Brano da leggere:
◆ ◆ ◆ ◆ ◆ ◆ ◆

Domenica delle Palme e della Passione del Signore


✠ Giampaolo Crepaldi


Cattedrale di San Giusto, 28 marzo 2021



Carissimi fratelli e sorelle, in Cristo!

1.         Dopo il tempo quaresimale, con la Domenica delle Palme la Chiesa ci immette nella Settimana Santa, cioè nella solenne celebrazione del cuore del mistero di Cristo. Nella ammonizione introduttiva alla processione, infatti, ci è stato spiegato che “Questa assemblea liturgica è preludio alla Pasqua del Signore… Gesù entra in Gerusalemme per dare compimento al mistero della sua morte e risurrezione… Chiediamo la grazia di seguirlo fino alla croce per essere partecipi della sua risurrezione”. Ad aiutarci nella richiesta di questa grazia speciale è stata la lettura dei capitoli 14 e 15 del Vangelo di Marco riguardanti la passione del Signore. Tutto il Vangelo di Marco ruota attorno alla seguente domanda: chi è questo Gesù che “parla come nessun uomo ha parlato” (Gv 7,46) e compie gesti miracolosi che sorprendono e sconvolgono? La risposta giunge al momento della morte di Gesù sulla croce e a darla è un centurione – un pagano, un soldato – che gli stava di fronte il quale, dopo che lo vide spirare, affermò: “Veramente quest’uomo era Figlio di Dio!” (15,39). Abbiamo qui una mirabile professione di fede, capace di cogliere fino in fondo il valore del paradosso cristiano: leggere l’onnipotenza di Dio nell’impotenza della croce.

◆ ◆ ◆ ◆ ◆ ◆ ◆

Estratto dei dati:

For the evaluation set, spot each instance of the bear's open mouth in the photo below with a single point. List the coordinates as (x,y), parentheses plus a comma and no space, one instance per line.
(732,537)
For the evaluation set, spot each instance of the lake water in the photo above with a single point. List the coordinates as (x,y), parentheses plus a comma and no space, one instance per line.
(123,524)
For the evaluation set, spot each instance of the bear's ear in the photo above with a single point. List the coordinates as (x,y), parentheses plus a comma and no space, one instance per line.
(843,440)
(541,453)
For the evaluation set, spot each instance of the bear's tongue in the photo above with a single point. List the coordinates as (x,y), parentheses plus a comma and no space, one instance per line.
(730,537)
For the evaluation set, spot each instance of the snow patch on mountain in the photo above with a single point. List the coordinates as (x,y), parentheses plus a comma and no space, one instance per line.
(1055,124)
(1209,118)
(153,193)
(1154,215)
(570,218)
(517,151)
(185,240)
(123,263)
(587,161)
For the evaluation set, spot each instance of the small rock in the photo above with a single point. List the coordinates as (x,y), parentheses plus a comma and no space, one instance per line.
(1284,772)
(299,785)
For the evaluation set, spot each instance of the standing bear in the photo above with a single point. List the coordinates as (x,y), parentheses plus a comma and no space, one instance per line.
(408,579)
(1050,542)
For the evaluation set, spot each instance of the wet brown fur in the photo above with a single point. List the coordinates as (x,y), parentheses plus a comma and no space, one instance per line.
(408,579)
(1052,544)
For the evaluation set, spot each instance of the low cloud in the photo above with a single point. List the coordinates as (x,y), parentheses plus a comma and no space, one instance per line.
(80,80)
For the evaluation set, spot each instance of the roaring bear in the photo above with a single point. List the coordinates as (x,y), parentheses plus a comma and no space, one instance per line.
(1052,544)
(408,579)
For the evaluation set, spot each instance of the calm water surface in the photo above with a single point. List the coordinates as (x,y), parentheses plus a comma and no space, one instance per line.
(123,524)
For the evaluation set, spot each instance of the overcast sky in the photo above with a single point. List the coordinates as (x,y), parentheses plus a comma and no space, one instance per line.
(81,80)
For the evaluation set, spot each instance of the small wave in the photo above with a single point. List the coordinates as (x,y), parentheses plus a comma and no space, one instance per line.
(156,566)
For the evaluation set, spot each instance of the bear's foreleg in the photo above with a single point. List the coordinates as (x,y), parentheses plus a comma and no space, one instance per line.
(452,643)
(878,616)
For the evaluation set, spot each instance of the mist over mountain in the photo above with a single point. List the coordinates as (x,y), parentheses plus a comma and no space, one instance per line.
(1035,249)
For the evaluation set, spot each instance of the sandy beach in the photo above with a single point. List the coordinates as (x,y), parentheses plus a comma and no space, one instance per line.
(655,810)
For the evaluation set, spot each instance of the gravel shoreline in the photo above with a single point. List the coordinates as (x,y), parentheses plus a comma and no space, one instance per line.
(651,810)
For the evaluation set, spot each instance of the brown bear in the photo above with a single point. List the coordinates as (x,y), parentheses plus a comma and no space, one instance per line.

◆ ◆ ◆ ◆ ◆ ◆ ◆

Consegne:
- A) Puoi riscrivere in forma più breve il paragrafo dell'omelia della Domenica delle Palme che comincia con «Dopo il tempo quaresimale», conservandone i fatti principali?
- B) Puoi continuare l'omelia della Domenica delle Palme a partire dalla frase con cui termina?

Risposte alle consegne:
- A) Dopo la Quaresima, con la Domenica delle Palme la Chiesa entra nella Settimana Santa, celebrazione del cuore del mistero di Cristo. L'ammonizione introduttiva alla processione presenta l'assemblea come preludio alla Pasqua e invita a chiedere la grazia di seguire Gesù fino alla croce per partecipare alla sua risurrezione. A questo aiuta la lettura della passione nei capitoli 14 e 15 del Vangelo di Marco. Tutto questo Vangelo ruota attorno alla domanda su chi sia Gesù. La risposta arriva alla sua morte da un centurione pagano: "Veramente quest'uomo era Figlio di Dio!" (15,39). È una professione di fede che coglie il paradosso cristiano: leggere l'onnipotenza di Dio nell'impotenza della croce.

- B)
2.         Carissimi fratelli e sorelle, lungo i secoli le generazioni cristiane hanno identificato nella croce il segno della regalità di Cristo. Si tratta di una regalità nel segno dell’amore, che Egli esercita perdendo se stesso e diventando solidale con tutte le umiliazioni, i dolori, i rifiuti che l’uomo patisce. In quella croce abbiamo il rovesciamento delle logiche mondane: la vera grandezza dell’uomo non sta nel potere, nella ricchezza, nella considerazione sociale, ma nell’amore che condivide, che è solidale, che è vicino ai fratelli, che si fa servizio. Anche noi cristiani del terzo millennio siamo chiamati a fare nostra la professione di fede del centurione per aprire con rinnovata fede il nostro cuore e la nostra vita alla divina efficacia della salvezza. Inginocchiati in un silenzio adorante, chiediamo al Signore nostro, che è morto per noi, di ravvivare la nostra fede, forse indebolita dalla routine feriale della nostra vita cristiana, per poter proclamare con intima e vissuta convinzione, nonostante la drammatica apparenza della “scena di questo mondo”(1Cor 7,31): Gesù, Tu sei il Figlio di Dio che per noi tutti, per la salvezza di tutta l’umanità, sei morto d’amore. Tu sei l’unico nostro Salvatore.